Eine meiner Lieblingstextzeilen aus einem Popsong stammt aus dem Dire Straits Klassiker “brothers in arms”.
Dort heißt es "... and we have just one world, but we live in different ones". Diese Weisheit lässt sich auf viele Lebensbereiche übertragen, so natürlich auch auf die Börse:
Wenn man Value Anleger und Growth Anleger so betrachtet, könnte man auf die Idee kommen, dass diese in unterschiedlichen Welten leben. Die einen kaufen das, was zurückgeblieben ist, die anderen das, was aufgrund Wachstumsfantasie richtig gut läuft und entsprechend teuer ist.
Während der Value Anleger ein klassischer Schnäppchenjäger ist, der sich auch zutraut, Unterbewertungen an den Märkten zu erkennen, geht der Growth Anleger davon aus, dass die Preisfindung an den Märkten schon im Großen und Ganzen in Ordnung ist.
Vielleicht muss man als Value Anleger durchaus auch ein Stück arrogant sein im Sinne von Kostolanys Ausspruch "Alle anderen sind Dummköpfe - nur ich weiß es besser".
Ob nun das eine oder andere besser sei, wurde ich kürzlich gefragt. Das ist schwer zu sagen ... ich glaube, dass man auf beide Arten gutes Geld verdienen kann.
Value Investing
Beim Value Investment ist das Wichtigste nach meinem Dafürhalten nicht in sogenannte “value traps” zu tappen. Wenn man immer nur kauft, was (scheinbar) billig ist, besteht die Gefahr, dass man am Ende des Tages nur mäßige Qualität und “Rohrkrepierer” im Depot hat.
Wenn man allerdings immer auch auf die Qualität der Aktie (z.B. in Form von kontinuierlichen Umsatz- und Gewinnsteigerungen über viele Jahre, bleibende oder steigende Margen, Marktposition usw.) im Blick hat, lassen sich durchaus richtig gute Deals machen.
So habe ich z.B. im Jahr 2015 die Apple-Aktie extrem günstig "eingesammelt", als nach Enttäuschungen über die Quartalszahlen sich auf einmal die Begeisterung für den Wert insgesamt legte. Auf einmal argumentierten Analysten, die vorher positiv gestimmt waren, dass auch der Ausblick nicht so rosig sei, weil bei Apple weit und breit kein “next big thing” in Sichtweite sei.

ERFASSTE DATEN.

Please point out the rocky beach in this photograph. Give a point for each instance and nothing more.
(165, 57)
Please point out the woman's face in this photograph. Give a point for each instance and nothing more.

ZIEL.
Setze den Text über Value- und Growth-Anleger im Anschluss an seinen letzten Satz fort.

ERGEBNIS.
Fundamental war der Wert allerdings so günstig bewertet, dass ich selbst ohne "next big thing" ein lockeres Verdopplungspotenzial sah.
Die Rechnung ging auf. Heute liegt diese Position bei mir mit über 500% plus im Depot.
Vorsicht ist allerdings, wie oben schon angedeutet, dann geboten, wenn ein fundamental (scheinbar) günstiger Wert, was die Umsatz- und Gewinnentwicklung anbetrifft, plötzlich auf der Stelle tritt. (Hierbei betrachte ich jedoch immer Jahreswerte, niemals nur Quartalszahlen).
Dies konnte ich bei IBM beobachten, den ich vor vielen Jahren als Turnaround mit der Hoffnung auf Besserung gekauft hatte. Es wurde aber einfach nicht besser. Mit etwas Glück konnte ich IBM mit einem Gewinn von 30% loswerden. Als langfristiges Investment war IBM aus meiner Sicht ungeeignet. Auch ein aktueller Blick unter Einbeziehung der 2022er-Zahlen ändert nichts an meiner Einschätzung.
Growth Investing
Noch wichtiger ist das Wachstum bei Umsatz und Gewinn, jedoch für sogenannte Growth-Anleger. Solange das Wachstum stimmt, sind diese bereit, hierfür auch einen hohen Preis zu bezahlen, der einem Value-Anleger viel zu hoch wäre.
Wenn beim Growth Investing ein Momentum beziehungsweise Trendfolge-Ansatz gewählt wird, wird normalerweise auch die mittelfristige technische Verfassung z.B. über ein Jahr betrachtet. Hier sollte sich der Wert technisch in einem Aufwärtstrend befinden.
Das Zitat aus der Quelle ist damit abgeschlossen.